Dataset excerpts:
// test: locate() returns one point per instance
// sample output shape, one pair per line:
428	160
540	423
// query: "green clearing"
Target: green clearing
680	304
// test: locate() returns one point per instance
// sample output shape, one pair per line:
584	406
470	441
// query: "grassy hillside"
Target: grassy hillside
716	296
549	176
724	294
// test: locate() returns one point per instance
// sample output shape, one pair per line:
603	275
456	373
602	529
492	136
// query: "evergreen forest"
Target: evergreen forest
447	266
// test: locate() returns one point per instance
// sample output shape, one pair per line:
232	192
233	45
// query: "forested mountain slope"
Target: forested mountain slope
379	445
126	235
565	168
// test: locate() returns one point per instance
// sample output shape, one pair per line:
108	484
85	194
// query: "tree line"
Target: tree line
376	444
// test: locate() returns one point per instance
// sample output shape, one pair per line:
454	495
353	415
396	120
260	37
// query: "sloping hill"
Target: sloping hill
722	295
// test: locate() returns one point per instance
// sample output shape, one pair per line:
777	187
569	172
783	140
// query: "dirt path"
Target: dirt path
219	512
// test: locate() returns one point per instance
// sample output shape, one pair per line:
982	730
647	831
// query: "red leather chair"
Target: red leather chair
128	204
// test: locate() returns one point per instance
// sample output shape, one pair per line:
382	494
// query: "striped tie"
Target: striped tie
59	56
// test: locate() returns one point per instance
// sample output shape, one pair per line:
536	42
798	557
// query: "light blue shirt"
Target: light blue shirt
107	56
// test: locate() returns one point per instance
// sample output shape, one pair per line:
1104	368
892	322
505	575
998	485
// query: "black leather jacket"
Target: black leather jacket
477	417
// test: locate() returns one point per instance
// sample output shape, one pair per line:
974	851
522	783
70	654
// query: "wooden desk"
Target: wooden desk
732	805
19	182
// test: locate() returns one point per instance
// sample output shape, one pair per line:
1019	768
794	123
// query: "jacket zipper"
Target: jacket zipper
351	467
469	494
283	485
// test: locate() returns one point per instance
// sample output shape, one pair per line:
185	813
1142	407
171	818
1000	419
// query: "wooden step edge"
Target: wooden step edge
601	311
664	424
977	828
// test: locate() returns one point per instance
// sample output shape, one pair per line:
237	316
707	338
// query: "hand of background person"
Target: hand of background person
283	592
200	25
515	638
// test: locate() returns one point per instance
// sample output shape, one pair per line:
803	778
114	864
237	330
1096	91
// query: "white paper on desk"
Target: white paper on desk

**WHAT YOU WILL DO:** Work out how many lines in the entries above include the word "paper". Respond with only the number.

**OUTPUT BELOW:** 2